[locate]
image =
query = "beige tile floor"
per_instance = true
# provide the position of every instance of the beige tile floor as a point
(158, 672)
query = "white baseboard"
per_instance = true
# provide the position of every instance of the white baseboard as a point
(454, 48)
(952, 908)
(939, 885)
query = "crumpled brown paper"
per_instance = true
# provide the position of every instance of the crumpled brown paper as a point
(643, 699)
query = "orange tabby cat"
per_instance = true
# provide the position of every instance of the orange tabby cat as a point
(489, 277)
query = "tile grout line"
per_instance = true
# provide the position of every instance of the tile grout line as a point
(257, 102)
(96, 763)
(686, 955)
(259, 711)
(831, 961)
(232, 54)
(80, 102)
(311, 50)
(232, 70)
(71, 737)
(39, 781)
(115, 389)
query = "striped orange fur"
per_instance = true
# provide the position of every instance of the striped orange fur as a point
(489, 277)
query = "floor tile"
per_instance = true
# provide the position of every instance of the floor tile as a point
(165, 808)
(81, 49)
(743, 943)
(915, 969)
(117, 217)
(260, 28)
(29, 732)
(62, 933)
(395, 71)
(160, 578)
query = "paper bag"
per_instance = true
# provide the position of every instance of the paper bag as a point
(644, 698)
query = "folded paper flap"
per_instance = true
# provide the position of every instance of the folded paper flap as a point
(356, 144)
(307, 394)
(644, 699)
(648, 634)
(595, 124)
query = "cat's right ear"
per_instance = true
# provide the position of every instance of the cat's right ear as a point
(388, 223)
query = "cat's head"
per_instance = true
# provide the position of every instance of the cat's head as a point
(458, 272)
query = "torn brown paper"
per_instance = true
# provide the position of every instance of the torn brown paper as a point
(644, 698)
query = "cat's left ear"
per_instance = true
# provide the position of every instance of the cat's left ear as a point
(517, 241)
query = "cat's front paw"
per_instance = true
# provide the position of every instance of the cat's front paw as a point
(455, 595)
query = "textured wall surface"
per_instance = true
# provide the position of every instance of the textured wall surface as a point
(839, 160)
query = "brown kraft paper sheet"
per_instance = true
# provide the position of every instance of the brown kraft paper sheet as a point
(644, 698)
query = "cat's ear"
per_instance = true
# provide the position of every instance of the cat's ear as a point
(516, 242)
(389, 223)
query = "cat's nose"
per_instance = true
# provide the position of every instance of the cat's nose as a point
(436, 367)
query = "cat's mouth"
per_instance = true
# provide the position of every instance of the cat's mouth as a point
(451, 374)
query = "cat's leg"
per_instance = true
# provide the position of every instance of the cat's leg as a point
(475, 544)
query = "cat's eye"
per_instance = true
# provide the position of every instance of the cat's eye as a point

****

:: Work order ::
Extract the complete data, matching each line exactly.

:: Answer box ::
[locate]
image =
query = "beige tile floor"
per_instance = true
# provide the position of every instance of the beige tile floor as a point
(158, 672)
query = "white baseboard"
per_instance = true
# provide the position of every instance of the white baseboard as a point
(454, 48)
(952, 908)
(939, 885)
query = "crumpled brown paper"
per_instance = true
# provide the position of every instance of the crumpled brown paper as a point
(643, 699)
query = "orange tabby cat"
per_instance = true
# provide the position of every instance of the orange tabby cat as a point
(489, 277)
query = "tile grout line"
per_instance = true
# provide the position of every instance of the tile grout line as a point
(257, 102)
(96, 763)
(686, 955)
(259, 711)
(831, 961)
(232, 54)
(80, 102)
(311, 50)
(232, 70)
(71, 737)
(39, 781)
(115, 389)
query = "striped orange fur"
per_instance = true
# provide the position of every instance of the striped orange fur as a point
(489, 277)
query = "floor tile"
per_instance = true
# provide the position of every instance of the floor tile as a point
(165, 808)
(81, 49)
(743, 943)
(915, 969)
(117, 217)
(260, 28)
(29, 732)
(62, 933)
(395, 71)
(160, 578)
query = "paper bag"
per_instance = true
# provide the position of every instance of the paper bag as a point
(644, 698)
query = "folded paper flap"
per_instance = true
# provide the position of every instance of the folded paper flap as a point
(356, 144)
(307, 394)
(644, 699)
(648, 634)
(595, 124)
query = "cat's right ear"
per_instance = true
# provide the position of every instance of the cat's right ear as a point
(388, 223)
query = "cat's head"
per_instance = true
# provide the position of every instance of the cat's head as a point
(458, 272)
query = "torn brown paper"
per_instance = true
# provide the position of every instance of the torn brown paper as a point
(644, 698)
query = "cat's left ear"
per_instance = true
# provide the position of every instance of the cat's left ear as a point
(517, 241)
query = "cat's front paw"
per_instance = true
# provide the position of every instance of the cat's front paw as a point
(455, 595)
query = "textured wall surface"
per_instance = true
# provide the position of every instance of the textured wall surface as a point
(839, 160)
query = "brown kraft paper sheet"
per_instance = true
# provide the position of every instance of the brown kraft paper sheet as a point
(644, 698)
query = "cat's ear"
per_instance = true
# provide the position of every instance of the cat's ear as a point
(516, 242)
(389, 223)
query = "cat's nose"
per_instance = true
# provide the position of every instance of the cat's nose as a point
(436, 367)
query = "cat's mouth"
per_instance = true
# provide the position of every instance of the cat's mouth as a point
(451, 374)
query = "cat's leg"
per_instance = true
# provide the position of every instance of the cat's leg as a point
(475, 544)
query = "cat's eye"
per_instance = true
# provide the position of every instance of the cat's eye as a point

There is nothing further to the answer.